:: Excerpt ::
——

Skip to main content

Grafana Dashboard Guide

A complete guide to building a unified observability dashboard for monitoring all AppServer instances.

Overview

This guide provides a ready-to-use dashboard concept that combines metrics, logs, and traces into a single view. The dashboard enables you to:

  • Monitor all services at a glance
  • Filter by instance for multi-tenant deployments
  • Identify slow and failing endpoints
  • View recent errors and warnings
  • Click through to detailed traces for investigation

Multi-Instance Support: When running multiple AppServer instances (e.g., for different customers), the dashboard supports filtering by instance.id to view global or per-instance metrics. See Multi-Instance Telemetry for architecture details.

——

:: Dataset content ::
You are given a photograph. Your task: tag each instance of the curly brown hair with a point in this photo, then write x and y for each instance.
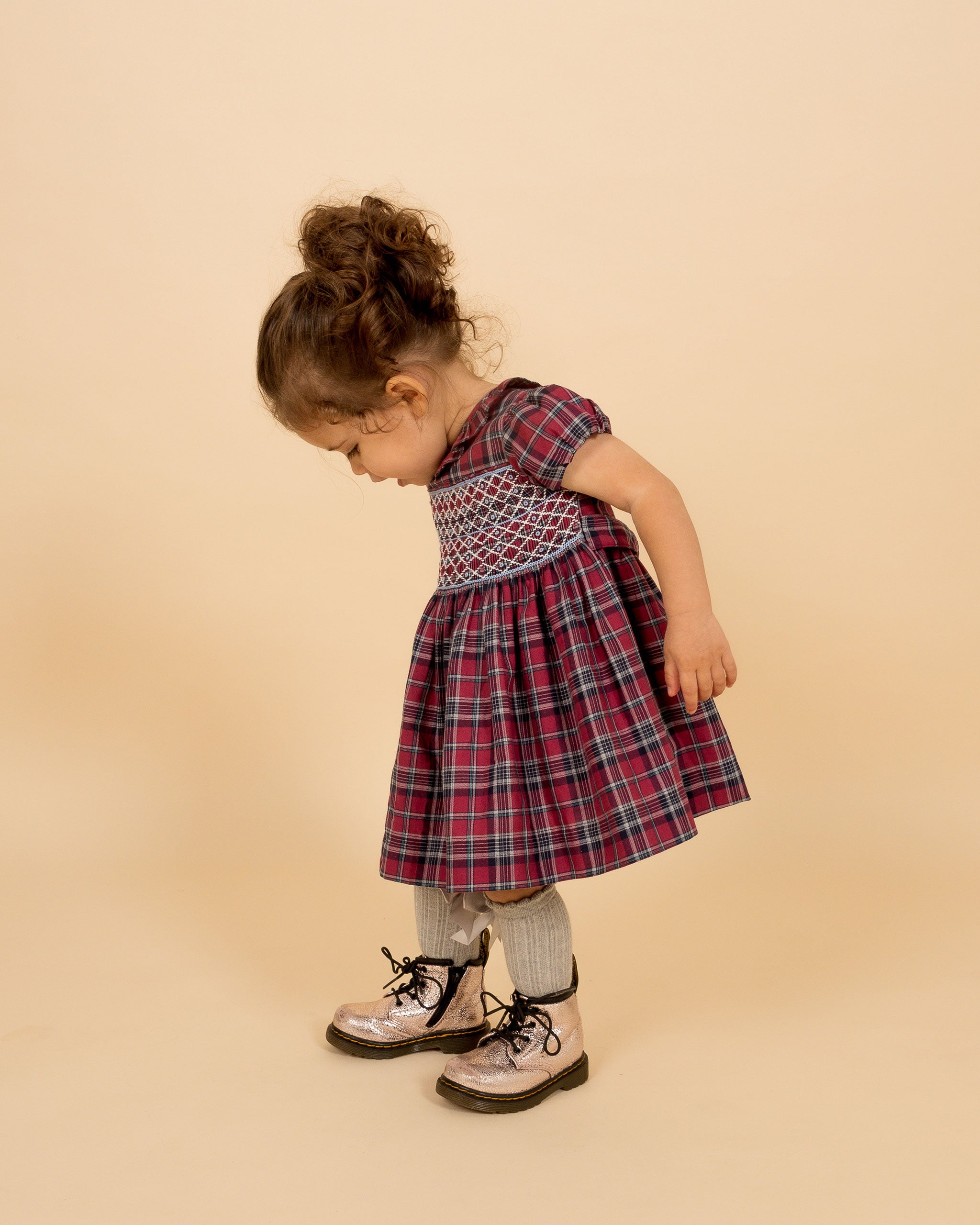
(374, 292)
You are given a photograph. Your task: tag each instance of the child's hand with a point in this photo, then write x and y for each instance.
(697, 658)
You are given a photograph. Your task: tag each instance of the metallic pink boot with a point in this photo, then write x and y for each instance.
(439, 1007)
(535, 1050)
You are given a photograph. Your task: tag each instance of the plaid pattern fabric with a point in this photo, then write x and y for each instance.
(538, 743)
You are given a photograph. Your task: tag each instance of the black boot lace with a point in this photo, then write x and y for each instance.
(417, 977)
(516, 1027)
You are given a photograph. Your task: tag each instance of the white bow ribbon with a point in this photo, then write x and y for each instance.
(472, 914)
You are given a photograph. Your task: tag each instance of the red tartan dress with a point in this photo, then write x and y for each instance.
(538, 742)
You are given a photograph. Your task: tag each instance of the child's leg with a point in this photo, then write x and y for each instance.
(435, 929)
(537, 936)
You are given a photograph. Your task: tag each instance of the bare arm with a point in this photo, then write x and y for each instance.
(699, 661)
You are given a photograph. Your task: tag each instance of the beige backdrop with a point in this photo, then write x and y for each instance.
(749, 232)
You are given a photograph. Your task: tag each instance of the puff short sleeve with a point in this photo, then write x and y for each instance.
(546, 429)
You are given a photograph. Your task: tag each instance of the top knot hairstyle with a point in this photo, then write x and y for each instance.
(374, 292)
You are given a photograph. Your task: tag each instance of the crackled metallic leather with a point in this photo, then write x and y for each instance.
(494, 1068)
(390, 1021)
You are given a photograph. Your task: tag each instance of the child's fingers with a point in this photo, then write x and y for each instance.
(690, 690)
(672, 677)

——

:: Exercise details ::
From the Grafana dashboard guide, copy word for word the stretch from "A complete guide" through "for architecture details.".

:: Solution to this task ::
A complete guide to building a unified observability dashboard for monitoring all AppServer instances.

Overview

This guide provides a ready-to-use dashboard concept that combines metrics, logs, and traces into a single view. The dashboard enables you to:

  • Monitor all services at a glance
  • Filter by instance for multi-tenant deployments
  • Identify slow and failing endpoints
  • View recent errors and warnings
  • Click through to detailed traces for investigation

Multi-Instance Support: When running multiple AppServer instances (e.g., for different customers), the dashboard supports filtering by instance.id to view global or per-instance metrics. See Multi-Instance Telemetry for architecture details.